■ **Material for this exercise**
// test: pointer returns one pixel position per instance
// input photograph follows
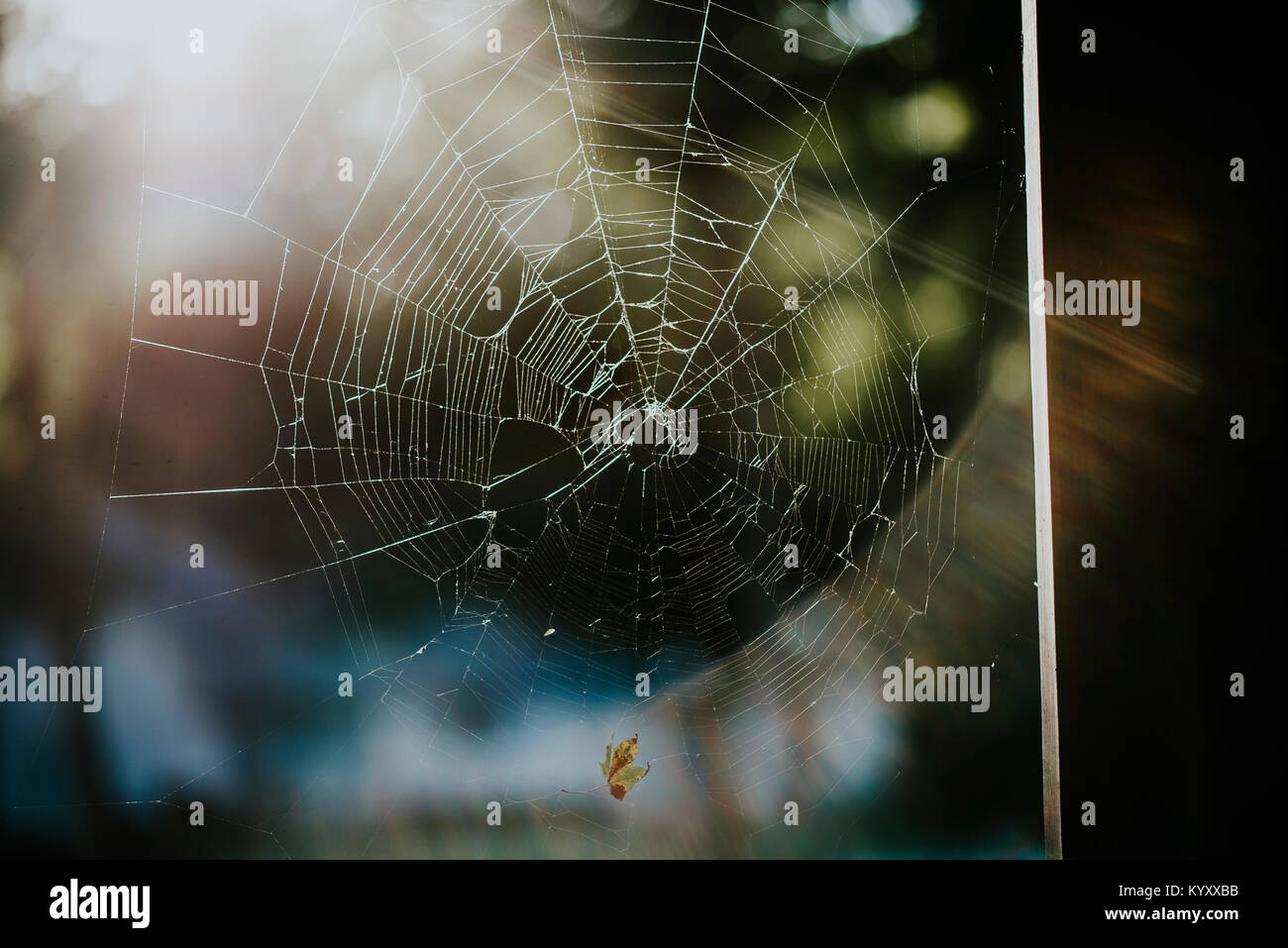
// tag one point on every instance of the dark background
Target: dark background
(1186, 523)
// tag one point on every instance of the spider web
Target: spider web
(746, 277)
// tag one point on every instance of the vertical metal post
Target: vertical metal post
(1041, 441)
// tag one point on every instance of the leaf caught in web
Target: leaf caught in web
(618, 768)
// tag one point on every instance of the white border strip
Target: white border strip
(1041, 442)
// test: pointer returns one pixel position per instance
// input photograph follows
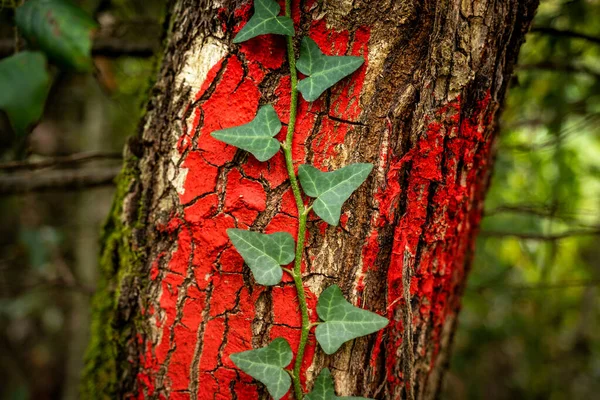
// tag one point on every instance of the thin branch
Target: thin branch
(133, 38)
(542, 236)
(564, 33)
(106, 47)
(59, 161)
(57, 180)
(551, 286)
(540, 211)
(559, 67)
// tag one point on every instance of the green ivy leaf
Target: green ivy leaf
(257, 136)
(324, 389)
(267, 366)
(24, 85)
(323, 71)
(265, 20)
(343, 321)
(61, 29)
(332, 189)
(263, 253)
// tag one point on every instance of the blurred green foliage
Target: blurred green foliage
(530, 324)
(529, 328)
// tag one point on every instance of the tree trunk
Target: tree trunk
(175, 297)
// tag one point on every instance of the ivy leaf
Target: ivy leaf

■ **Problem to solve**
Recast every line of the items above as a JSON list of strings, one string per line, with blank lines left out. Leave the pictures out of the answer.

■ **Task result**
[
  "// test: pointer returns one pixel position per instance",
  "// input photograph follows",
  "// tag one point on every instance of the dark background",
  "Target: dark background",
  "(1186, 523)",
  "// tag one point on every instance of the spider web",
  "Target: spider web",
  "(746, 277)",
  "// tag one point on every instance of the vertical metal post",
  "Target: vertical metal post",
  "(1041, 441)",
  "// tag one point on every instance of the leaf caught in web",
  "Target: leaf caught in web",
  "(618, 768)",
  "// tag one point on every instance of the white border strip",
  "Target: white border strip",
  "(1041, 442)",
  "// test: pointer returns one pixel position per instance",
  "// input photograph follows",
  "// tag one point on every instance of the thin branch",
  "Target: thin branch",
  "(133, 38)",
  "(542, 236)",
  "(564, 33)",
  "(106, 47)",
  "(59, 161)",
  "(57, 180)",
  "(551, 286)",
  "(540, 211)",
  "(559, 67)",
  "// tag one point on every instance of the green ivy leaf",
  "Target: green ivy leaf",
  "(257, 136)",
  "(324, 389)",
  "(267, 366)",
  "(24, 85)",
  "(323, 71)",
  "(265, 20)",
  "(343, 321)",
  "(61, 29)",
  "(332, 189)",
  "(263, 253)",
  "// tag one point on every instance of the blurred green foliage",
  "Target: blurred green foliage",
  "(530, 324)",
  "(529, 328)",
  "// tag one point on every instance of the tree trunk",
  "Target: tree trunk",
  "(175, 297)",
  "// tag one point on every instance of the ivy leaf",
  "Target: ivy leaf"
]